Short problem A. Copy the whole Water Warfare page excerpt, character for character.

Page excerpt.
** Start **

- Developer: Hudson Soft
- Publisher: Hudson Soft
- Platform: Wii (WiiWare)
- Release: JP: June 23, 2009; PAL: June 26, 2009; NA: June 29, 2009;
- Genre: First-person shooter
- Modes: Single-player, multiplayer

= Water Warfare =

2009 video game

Water Warfare, known in Japan as Bang Bang Kids (バンバン☆キッズ, Ban Ban☆Kizzu), is a first-person shooter video game by Hudson Soft for WiiWare. It is the second game in the genre to be released by Hudson Soft for WiiWare (after Onslaught).

Involving combat with water guns, Hudson has described the family friendly game as a "first-person soaker", which holds up Hudson's core design philosophy that prohibits explicit violence between people playing a game.

==Gameplay==
Along with replacing firearms with water guns of several types (such as water firing machine guns, sniper rifles and rocket launchers), the game also replaces grenades with water balloons, armor with raincoats, and health bars with wet T-shirts, with health regenerated as the shirt dries in the sun or by the player picking up a towel. The water guns are refilled via drinking fountains situated around each level, with the game featuring 8 maps set amongst nature parks, beaches, playgrounds and a Venetian city.

** End **

Image location labeling entries:
** Start **

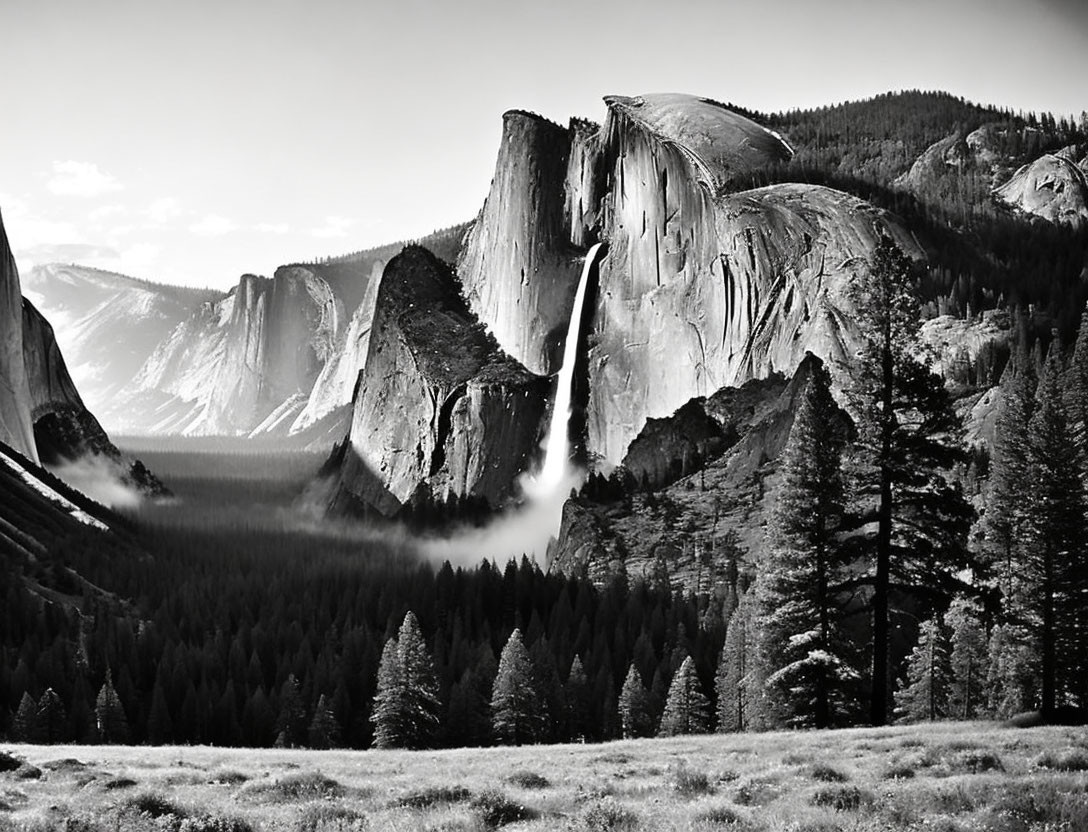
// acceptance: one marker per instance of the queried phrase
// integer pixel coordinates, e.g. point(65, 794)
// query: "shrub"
point(214, 823)
point(305, 785)
point(840, 798)
point(899, 771)
point(608, 816)
point(1075, 760)
point(828, 774)
point(528, 780)
point(495, 809)
point(9, 761)
point(229, 778)
point(114, 783)
point(690, 783)
point(328, 817)
point(427, 797)
point(724, 816)
point(153, 805)
point(978, 762)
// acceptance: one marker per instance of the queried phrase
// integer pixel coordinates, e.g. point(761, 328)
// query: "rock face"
point(953, 152)
point(724, 504)
point(1052, 187)
point(332, 393)
point(88, 309)
point(38, 397)
point(15, 424)
point(742, 287)
point(440, 409)
point(519, 268)
point(247, 361)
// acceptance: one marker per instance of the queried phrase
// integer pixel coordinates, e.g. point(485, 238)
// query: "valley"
point(950, 777)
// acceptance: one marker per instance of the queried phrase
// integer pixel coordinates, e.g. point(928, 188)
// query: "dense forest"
point(983, 255)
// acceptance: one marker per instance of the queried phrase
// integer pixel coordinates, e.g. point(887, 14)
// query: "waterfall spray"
point(557, 447)
point(529, 529)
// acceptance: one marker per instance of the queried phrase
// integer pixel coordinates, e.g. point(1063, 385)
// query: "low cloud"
point(272, 227)
point(99, 477)
point(213, 225)
point(73, 178)
point(162, 210)
point(334, 226)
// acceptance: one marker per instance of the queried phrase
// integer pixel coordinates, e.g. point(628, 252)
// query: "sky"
point(193, 141)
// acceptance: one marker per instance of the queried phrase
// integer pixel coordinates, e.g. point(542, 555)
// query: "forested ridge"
point(983, 255)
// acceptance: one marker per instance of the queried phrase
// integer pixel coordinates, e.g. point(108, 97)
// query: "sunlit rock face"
point(1051, 187)
point(440, 407)
point(335, 385)
point(246, 361)
point(89, 308)
point(703, 289)
point(519, 268)
point(15, 424)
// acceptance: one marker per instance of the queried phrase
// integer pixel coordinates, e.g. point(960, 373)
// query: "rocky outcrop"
point(721, 292)
point(244, 362)
point(1051, 187)
point(15, 424)
point(90, 309)
point(440, 411)
point(519, 269)
point(335, 385)
point(952, 154)
point(705, 522)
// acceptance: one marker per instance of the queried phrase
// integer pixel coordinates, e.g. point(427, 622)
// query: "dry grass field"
point(940, 778)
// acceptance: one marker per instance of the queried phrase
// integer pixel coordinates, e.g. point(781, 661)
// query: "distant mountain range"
point(732, 239)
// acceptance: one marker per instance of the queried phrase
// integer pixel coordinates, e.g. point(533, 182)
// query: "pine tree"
point(25, 724)
point(1009, 496)
point(739, 682)
point(805, 654)
point(386, 716)
point(50, 719)
point(687, 708)
point(1052, 572)
point(515, 705)
point(407, 708)
point(577, 697)
point(924, 695)
point(291, 724)
point(160, 728)
point(969, 659)
point(633, 707)
point(110, 713)
point(420, 703)
point(324, 730)
point(909, 442)
point(1011, 679)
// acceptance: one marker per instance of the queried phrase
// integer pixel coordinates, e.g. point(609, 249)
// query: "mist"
point(100, 479)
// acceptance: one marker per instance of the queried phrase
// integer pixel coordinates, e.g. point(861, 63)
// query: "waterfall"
point(557, 446)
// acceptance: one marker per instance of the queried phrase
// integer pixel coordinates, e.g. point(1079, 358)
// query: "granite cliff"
point(440, 411)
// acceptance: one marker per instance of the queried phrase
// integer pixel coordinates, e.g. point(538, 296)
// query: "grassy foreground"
point(941, 778)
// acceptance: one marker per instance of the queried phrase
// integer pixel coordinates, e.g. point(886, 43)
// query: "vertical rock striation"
point(440, 410)
point(15, 424)
point(519, 269)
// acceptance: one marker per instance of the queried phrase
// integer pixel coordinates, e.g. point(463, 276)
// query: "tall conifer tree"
point(909, 442)
point(805, 654)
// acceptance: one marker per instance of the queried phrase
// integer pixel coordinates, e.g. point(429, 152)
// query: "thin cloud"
point(162, 210)
point(272, 227)
point(335, 226)
point(73, 178)
point(107, 211)
point(213, 225)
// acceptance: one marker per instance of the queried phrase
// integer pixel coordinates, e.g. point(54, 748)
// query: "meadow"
point(939, 778)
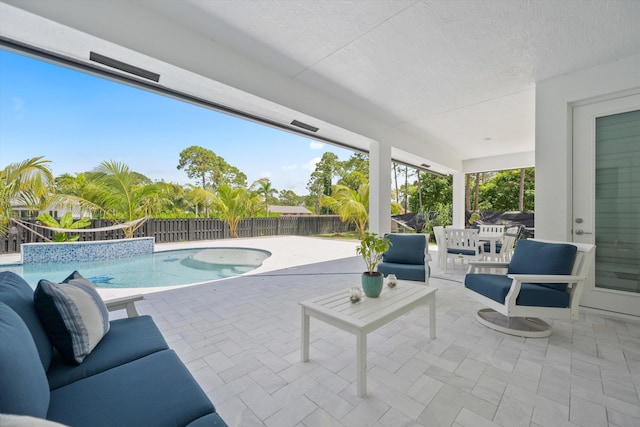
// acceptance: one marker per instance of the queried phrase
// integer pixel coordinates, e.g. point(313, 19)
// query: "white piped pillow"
point(73, 315)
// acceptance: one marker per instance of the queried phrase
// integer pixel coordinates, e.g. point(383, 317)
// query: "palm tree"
point(28, 183)
point(353, 205)
point(233, 204)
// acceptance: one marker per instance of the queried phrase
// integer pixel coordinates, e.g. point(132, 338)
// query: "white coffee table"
point(368, 315)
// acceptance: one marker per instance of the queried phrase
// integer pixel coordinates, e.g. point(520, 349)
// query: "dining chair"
point(462, 244)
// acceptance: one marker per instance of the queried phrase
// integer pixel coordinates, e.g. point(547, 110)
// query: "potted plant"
point(371, 249)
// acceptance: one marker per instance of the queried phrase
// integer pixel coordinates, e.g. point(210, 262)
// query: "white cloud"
point(311, 164)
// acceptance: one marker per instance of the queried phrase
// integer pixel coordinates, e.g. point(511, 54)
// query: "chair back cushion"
point(406, 249)
point(24, 389)
point(17, 294)
point(532, 257)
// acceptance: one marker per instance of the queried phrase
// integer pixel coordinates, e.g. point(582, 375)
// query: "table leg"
point(432, 316)
point(361, 364)
point(304, 350)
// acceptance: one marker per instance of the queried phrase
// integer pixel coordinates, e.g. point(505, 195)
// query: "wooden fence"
point(192, 229)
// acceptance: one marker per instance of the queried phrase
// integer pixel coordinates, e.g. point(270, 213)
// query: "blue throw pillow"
point(73, 314)
point(532, 257)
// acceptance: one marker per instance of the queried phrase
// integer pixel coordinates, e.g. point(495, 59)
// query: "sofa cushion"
point(23, 384)
point(403, 271)
point(74, 316)
point(209, 420)
point(405, 249)
point(128, 339)
point(496, 287)
point(156, 390)
point(532, 257)
point(17, 294)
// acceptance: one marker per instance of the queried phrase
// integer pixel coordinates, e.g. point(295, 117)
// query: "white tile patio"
point(240, 338)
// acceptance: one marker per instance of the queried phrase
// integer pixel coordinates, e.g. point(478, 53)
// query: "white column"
point(380, 188)
point(458, 199)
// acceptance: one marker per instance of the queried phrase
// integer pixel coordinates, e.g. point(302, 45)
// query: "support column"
point(458, 200)
point(380, 188)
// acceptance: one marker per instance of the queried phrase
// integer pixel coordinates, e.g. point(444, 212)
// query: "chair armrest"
point(540, 278)
point(489, 264)
point(478, 266)
point(125, 303)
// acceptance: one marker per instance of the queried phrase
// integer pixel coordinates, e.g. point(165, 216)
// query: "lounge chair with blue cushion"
point(408, 258)
point(543, 279)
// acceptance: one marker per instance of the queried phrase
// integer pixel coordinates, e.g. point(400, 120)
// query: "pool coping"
point(286, 252)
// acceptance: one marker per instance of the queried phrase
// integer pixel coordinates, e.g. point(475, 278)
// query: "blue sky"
point(78, 121)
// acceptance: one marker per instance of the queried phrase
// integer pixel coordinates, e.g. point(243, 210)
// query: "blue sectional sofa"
point(130, 378)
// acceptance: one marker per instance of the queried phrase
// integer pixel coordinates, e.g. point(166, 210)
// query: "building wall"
point(555, 99)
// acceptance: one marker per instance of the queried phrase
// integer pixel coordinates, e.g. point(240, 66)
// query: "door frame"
point(598, 300)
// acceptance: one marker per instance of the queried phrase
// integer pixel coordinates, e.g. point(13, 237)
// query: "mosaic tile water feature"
point(66, 252)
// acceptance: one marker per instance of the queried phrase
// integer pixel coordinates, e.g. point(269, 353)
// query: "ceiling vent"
point(123, 66)
point(305, 126)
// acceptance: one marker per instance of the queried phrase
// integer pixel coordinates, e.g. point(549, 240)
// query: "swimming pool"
point(164, 268)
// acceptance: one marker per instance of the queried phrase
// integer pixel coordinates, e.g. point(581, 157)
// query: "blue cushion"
point(531, 257)
point(23, 384)
point(73, 314)
point(156, 390)
point(210, 420)
point(17, 294)
point(128, 339)
point(405, 249)
point(496, 287)
point(403, 271)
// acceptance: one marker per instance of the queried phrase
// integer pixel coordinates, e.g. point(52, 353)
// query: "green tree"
point(354, 171)
point(267, 192)
point(28, 183)
point(209, 168)
point(290, 198)
point(197, 162)
point(352, 205)
point(233, 204)
point(66, 222)
point(435, 190)
point(321, 181)
point(502, 192)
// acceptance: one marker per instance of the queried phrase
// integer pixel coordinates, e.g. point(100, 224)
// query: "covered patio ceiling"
point(446, 83)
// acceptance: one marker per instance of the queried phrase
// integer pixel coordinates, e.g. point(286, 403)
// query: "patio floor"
point(240, 338)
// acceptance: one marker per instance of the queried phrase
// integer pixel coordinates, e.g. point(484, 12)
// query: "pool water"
point(166, 268)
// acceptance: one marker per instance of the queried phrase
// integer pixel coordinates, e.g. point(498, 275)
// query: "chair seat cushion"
point(17, 294)
point(487, 247)
point(532, 257)
point(156, 390)
point(468, 252)
point(405, 249)
point(496, 287)
point(128, 339)
point(403, 271)
point(23, 383)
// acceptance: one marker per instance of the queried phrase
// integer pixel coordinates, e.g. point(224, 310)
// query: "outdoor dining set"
point(483, 242)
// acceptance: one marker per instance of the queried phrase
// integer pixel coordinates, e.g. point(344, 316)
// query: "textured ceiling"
point(457, 76)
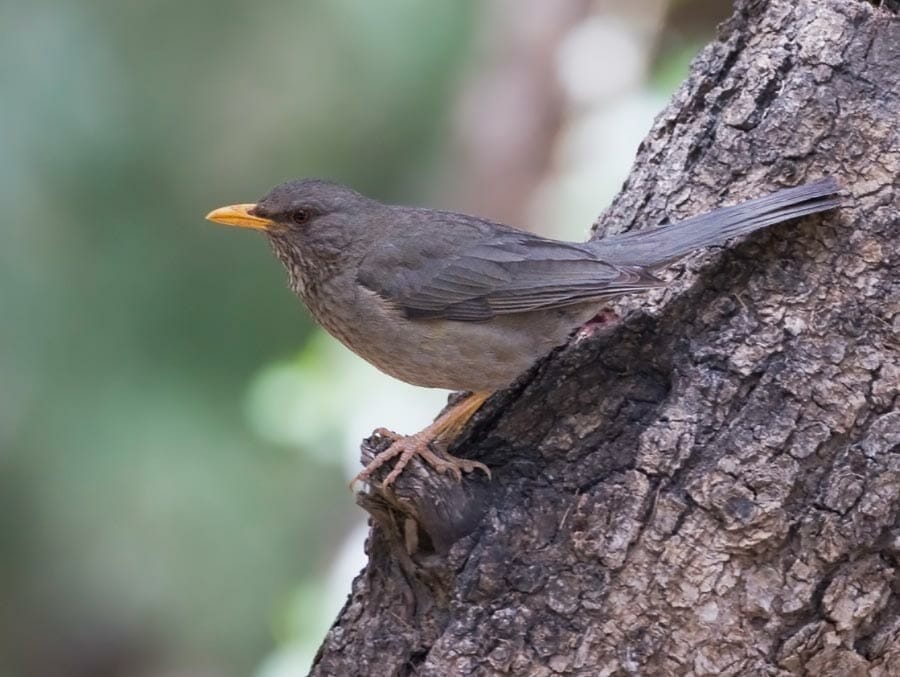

** End **

Short problem B. Repeat verbatim the rows from their first line down to and including the line that has "point(528, 780)", with no pictures in your answer.

Complete response A.
- Developer: Hudson Soft
- Publisher: Hudson Soft
- Platform: Wii (WiiWare)
- Release: JP: June 23, 2009; PAL: June 26, 2009; NA: June 29, 2009;
- Genre: First-person shooter
- Modes: Single-player, multiplayer

= Water Warfare =

2009 video game

Water Warfare, known in Japan as Bang Bang Kids (バンバン☆キッズ, Ban Ban☆Kizzu), is a first-person shooter video game by Hudson Soft for WiiWare. It is the second game in the genre to be released by Hudson Soft for WiiWare (after Onslaught).

Involving combat with water guns, Hudson has described the family friendly game as a "first-person soaker", which holds up Hudson's core design philosophy that prohibits explicit violence between people playing a game.

==Gameplay==
Along with replacing firearms with water guns of several types (such as water firing machine guns, sniper rifles and rocket launchers), the game also replaces grenades with water balloons, armor with raincoats, and health bars with wet T-shirts, with health regenerated as the shirt dries in the sun or by the player picking up a towel. The water guns are refilled via drinking fountains situated around each level, with the game featuring 8 maps set amongst nature parks, beaches, playgrounds and a Venetian city.

Complete response B.
// acceptance: one marker per instance of the queried phrase
// integer pixel coordinates, e.g. point(65, 794)
// query: "shrub"
point(214, 823)
point(305, 785)
point(840, 798)
point(899, 771)
point(608, 816)
point(1075, 760)
point(828, 774)
point(528, 780)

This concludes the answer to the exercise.